### Exercise description
Return the records below line for line, without changing a single character.

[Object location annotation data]
* start *

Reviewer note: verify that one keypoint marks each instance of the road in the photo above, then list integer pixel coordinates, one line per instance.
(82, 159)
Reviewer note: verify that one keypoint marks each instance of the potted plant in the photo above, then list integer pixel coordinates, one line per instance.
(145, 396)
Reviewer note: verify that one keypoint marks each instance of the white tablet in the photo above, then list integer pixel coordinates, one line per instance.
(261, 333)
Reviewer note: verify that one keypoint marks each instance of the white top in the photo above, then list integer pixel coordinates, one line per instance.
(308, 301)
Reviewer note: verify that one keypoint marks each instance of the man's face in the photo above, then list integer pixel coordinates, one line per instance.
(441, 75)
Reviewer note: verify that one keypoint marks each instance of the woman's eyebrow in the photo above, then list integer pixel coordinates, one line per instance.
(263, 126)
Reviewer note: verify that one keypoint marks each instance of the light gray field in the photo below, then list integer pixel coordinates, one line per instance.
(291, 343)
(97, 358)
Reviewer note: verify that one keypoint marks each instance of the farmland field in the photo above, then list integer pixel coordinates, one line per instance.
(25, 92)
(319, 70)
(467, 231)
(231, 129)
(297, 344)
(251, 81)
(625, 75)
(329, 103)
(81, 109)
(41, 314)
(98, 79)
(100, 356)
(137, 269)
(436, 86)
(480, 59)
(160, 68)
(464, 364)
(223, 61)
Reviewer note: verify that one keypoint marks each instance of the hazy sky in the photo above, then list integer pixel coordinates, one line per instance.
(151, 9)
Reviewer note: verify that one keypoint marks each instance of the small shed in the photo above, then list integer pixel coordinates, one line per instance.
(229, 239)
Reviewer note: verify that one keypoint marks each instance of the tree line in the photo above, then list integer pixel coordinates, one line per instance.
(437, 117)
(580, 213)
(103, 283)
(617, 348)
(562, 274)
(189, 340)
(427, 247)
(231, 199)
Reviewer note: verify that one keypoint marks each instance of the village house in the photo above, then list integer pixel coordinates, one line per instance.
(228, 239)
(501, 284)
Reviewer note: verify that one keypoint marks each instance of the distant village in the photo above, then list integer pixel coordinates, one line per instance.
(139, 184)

* end *

### Result
Reviewer note: verify that one keypoint marks each instance of the road in the photo above, then list integer pixel coordinates, one line per instance.
(82, 159)
Reviewer note: verify that one keypoint marks each instance of the potted plant in the photo above, then list integer pixel coordinates, one line per instance.
(145, 396)
Reviewer note: verify that one keypoint marks each instance of the white tablet in the photo above, then list integer pixel coordinates, one line per instance.
(261, 333)
Reviewer note: verify that one keypoint marks each instance of the white top in the photo above, then list integer pixel coordinates, one line per instance.
(308, 301)
Reviewer note: verify that one keypoint marks each instance of the man's face in the photo above, then list integer pixel coordinates, one line per instance.
(441, 75)
Reviewer note: verify that one keypoint marks each instance of the woman's eyebrow in the photo above, then list integer pixel coordinates, one line per instance.
(263, 126)
Reviewer note: verify that one keypoint marks each instance of the light gray field in the photo below, then list integer pixel coordinates, one line per instance.
(291, 343)
(97, 358)
Reviewer note: verify that one keypoint marks each instance of the farmland field in the photo above, then list integer pixel coordinates, one line per instance.
(25, 92)
(319, 70)
(467, 231)
(231, 129)
(297, 344)
(251, 81)
(625, 75)
(329, 103)
(81, 109)
(41, 314)
(98, 79)
(100, 356)
(137, 269)
(436, 86)
(480, 59)
(160, 68)
(464, 364)
(223, 61)
Reviewer note: verify that one keypoint marks each instance of the hazy sky in the photo above, then list integer pixel coordinates, one line per instance.
(151, 9)
Reviewer note: verify that one keypoint marks each instance of the small shed in the photo above, then list integer pixel coordinates, one line per instance.
(229, 239)
Reviewer note: verify that one keypoint marks each instance of the tree line in the photo above, then list integer pixel coordinates, one line per instance.
(437, 117)
(580, 213)
(103, 283)
(617, 348)
(562, 274)
(189, 340)
(427, 247)
(231, 199)
Reviewer note: verify that one keypoint marks each instance of the village house in the photo above, then list integer pixel coordinates, one line per instance.
(228, 239)
(501, 284)
Reviewer note: verify that one keypoint marks each instance of the distant village in the photo above, then list integer pixel coordinates, one line per instance.
(139, 184)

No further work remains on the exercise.